[Rows from a box-labeling dataset]
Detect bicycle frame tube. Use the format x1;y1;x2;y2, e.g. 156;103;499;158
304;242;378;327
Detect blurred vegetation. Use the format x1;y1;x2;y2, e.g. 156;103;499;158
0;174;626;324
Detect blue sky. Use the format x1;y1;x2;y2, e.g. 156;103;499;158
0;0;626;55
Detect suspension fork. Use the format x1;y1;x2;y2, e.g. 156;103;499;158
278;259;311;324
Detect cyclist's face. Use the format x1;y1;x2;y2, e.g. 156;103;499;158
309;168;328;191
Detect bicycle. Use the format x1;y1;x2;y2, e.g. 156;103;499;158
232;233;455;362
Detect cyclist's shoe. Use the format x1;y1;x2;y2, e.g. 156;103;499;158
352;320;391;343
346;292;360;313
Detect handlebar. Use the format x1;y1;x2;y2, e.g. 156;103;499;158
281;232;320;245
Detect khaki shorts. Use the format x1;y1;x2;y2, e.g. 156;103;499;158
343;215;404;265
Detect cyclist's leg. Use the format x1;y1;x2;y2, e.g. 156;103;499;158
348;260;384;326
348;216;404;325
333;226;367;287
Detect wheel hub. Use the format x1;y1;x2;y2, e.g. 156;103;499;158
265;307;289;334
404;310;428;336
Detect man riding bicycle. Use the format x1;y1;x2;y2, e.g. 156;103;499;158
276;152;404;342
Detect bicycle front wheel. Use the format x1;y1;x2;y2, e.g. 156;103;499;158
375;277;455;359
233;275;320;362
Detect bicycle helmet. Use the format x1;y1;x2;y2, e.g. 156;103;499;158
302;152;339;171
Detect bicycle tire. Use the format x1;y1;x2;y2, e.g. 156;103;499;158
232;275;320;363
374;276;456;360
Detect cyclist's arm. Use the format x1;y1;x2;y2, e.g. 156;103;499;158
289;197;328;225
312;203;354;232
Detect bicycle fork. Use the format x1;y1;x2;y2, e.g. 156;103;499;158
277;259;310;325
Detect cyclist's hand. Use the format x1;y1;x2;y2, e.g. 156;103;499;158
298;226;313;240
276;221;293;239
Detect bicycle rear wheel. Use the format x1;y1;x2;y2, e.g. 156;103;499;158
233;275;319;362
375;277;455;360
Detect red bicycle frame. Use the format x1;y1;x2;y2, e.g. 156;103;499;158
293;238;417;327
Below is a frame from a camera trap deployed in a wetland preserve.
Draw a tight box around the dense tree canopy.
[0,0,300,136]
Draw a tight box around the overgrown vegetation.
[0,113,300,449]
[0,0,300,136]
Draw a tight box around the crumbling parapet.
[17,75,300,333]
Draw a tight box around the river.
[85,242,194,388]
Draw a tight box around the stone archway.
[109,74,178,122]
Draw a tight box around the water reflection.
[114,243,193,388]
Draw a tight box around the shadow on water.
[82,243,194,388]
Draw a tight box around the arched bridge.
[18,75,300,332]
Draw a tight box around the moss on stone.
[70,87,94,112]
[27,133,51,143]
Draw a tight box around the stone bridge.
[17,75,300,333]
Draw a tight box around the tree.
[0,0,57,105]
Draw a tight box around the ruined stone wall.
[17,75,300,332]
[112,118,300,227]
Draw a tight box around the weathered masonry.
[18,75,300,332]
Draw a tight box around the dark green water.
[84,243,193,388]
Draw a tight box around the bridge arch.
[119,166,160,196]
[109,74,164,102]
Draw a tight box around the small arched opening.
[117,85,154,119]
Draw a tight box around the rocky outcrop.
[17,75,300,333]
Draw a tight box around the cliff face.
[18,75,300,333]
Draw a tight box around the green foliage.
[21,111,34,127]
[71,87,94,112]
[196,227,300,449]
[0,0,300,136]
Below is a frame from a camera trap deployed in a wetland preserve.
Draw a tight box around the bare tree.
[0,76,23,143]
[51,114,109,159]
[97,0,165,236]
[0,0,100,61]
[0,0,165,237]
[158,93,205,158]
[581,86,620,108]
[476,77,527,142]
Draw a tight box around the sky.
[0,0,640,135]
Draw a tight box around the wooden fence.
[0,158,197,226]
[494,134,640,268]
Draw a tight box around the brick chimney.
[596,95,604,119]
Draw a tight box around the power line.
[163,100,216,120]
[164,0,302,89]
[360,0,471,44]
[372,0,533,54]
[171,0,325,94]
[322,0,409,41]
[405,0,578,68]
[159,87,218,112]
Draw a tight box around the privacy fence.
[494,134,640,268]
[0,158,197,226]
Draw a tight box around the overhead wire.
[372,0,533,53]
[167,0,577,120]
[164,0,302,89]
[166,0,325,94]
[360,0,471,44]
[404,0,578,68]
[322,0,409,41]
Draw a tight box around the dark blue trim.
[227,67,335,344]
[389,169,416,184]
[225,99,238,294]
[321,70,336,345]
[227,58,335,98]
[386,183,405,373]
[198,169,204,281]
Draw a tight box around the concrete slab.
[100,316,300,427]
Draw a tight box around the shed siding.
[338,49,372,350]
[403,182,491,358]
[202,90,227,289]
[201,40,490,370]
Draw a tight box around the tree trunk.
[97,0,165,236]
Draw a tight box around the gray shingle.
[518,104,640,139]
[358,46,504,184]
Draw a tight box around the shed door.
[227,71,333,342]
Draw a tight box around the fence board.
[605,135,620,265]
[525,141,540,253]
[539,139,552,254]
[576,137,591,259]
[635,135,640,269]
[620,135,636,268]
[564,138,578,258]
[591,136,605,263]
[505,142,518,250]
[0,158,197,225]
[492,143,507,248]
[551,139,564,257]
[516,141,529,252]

---

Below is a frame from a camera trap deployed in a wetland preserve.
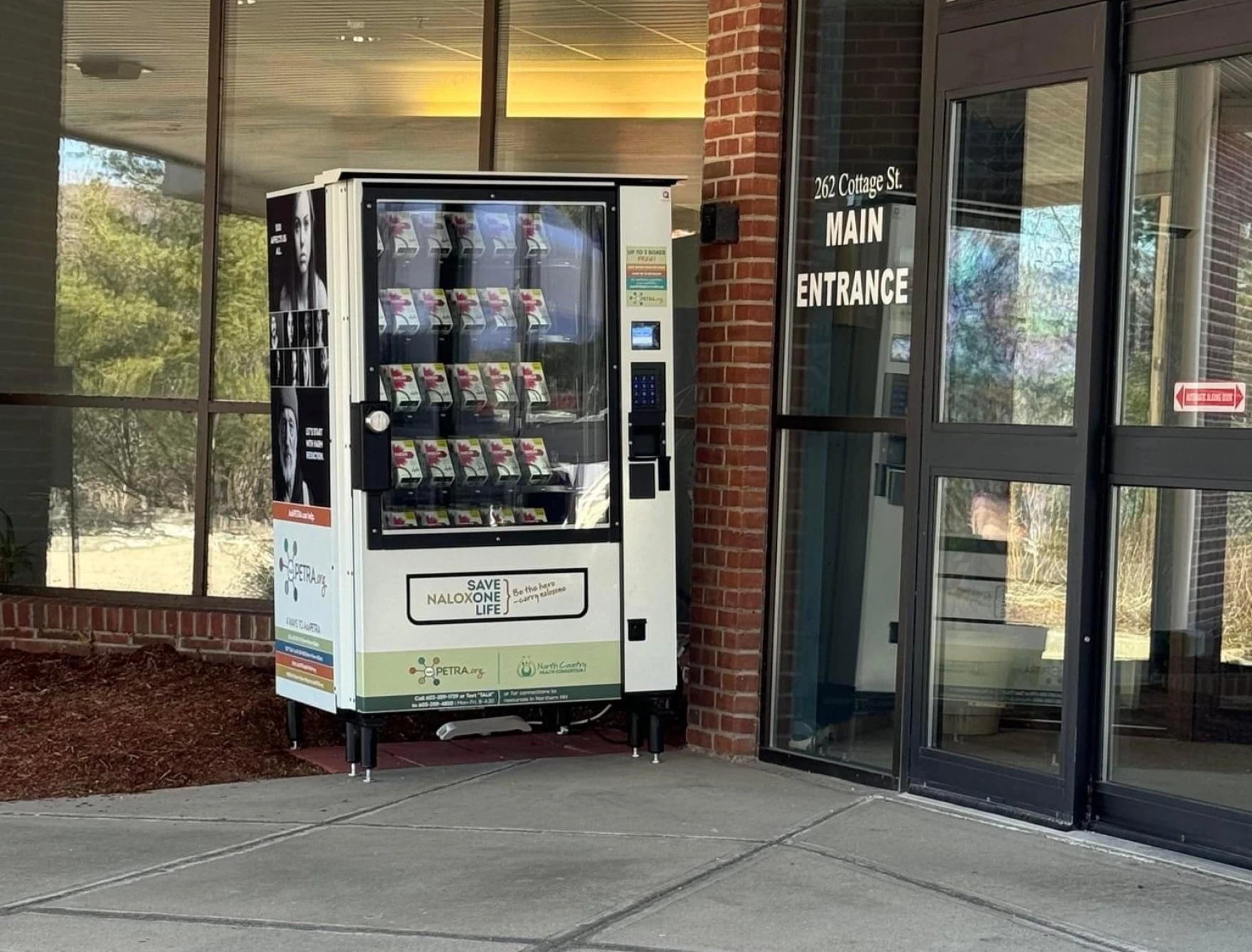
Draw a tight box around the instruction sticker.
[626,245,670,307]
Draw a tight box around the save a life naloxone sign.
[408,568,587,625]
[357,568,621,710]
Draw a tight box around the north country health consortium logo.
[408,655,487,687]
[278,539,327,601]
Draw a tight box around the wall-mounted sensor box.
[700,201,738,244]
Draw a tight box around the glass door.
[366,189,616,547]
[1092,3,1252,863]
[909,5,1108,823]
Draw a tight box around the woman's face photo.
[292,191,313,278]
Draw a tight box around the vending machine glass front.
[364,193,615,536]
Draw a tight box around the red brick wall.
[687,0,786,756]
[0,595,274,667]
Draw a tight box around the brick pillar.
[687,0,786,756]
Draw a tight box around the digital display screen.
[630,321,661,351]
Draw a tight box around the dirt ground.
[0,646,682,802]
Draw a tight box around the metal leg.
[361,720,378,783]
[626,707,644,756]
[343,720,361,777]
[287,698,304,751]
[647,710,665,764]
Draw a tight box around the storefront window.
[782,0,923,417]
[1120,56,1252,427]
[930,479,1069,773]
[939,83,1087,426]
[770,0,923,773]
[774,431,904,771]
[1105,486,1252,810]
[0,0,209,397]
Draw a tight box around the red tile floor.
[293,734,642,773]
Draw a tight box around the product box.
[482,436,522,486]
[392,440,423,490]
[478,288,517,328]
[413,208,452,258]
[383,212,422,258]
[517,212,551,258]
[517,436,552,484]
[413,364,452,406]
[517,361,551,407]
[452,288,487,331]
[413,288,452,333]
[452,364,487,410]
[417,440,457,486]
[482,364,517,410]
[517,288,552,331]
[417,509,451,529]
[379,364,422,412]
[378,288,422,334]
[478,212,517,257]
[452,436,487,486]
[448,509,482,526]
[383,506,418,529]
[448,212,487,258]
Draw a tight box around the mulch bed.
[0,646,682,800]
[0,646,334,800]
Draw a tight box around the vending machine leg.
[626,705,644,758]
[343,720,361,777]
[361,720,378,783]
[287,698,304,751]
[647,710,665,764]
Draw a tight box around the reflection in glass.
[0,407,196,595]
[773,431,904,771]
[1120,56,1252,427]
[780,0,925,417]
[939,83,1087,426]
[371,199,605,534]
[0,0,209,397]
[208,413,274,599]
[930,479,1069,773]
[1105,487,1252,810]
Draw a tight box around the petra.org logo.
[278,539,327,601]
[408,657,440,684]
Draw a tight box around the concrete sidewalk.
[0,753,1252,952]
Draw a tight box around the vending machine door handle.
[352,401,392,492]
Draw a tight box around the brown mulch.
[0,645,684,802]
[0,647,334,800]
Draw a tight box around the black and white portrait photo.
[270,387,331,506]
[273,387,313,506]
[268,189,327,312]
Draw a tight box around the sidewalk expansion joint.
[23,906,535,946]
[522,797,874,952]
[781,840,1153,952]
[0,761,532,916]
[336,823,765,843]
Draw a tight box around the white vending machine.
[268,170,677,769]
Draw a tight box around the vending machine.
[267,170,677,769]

→ PROBLEM STATEMENT
Could you return, unchanged, the lines of the data that start with the line containing "Draw a tight box around the water reflection." and run through the line containing "[84,243,193,388]", with both of those lines included?

→ RESULT FOR THIS TASK
Draw a tight box around the water reflection.
[114,243,193,388]
Draw a tight box around the shadow on water.
[82,243,194,388]
Draw a tight box around the arched bridge.
[18,75,300,332]
Draw a tight box around the moss on stone.
[70,87,94,112]
[27,133,51,143]
Draw a tight box around the stone bridge.
[17,75,300,333]
Draw a tight box around the tree.
[0,0,57,105]
Draw a tight box around the ruined stone wall.
[17,75,300,332]
[112,118,300,227]
Draw a tight box around the weathered masonry.
[18,75,300,332]
Draw a tight box around the dark green water.
[84,243,193,388]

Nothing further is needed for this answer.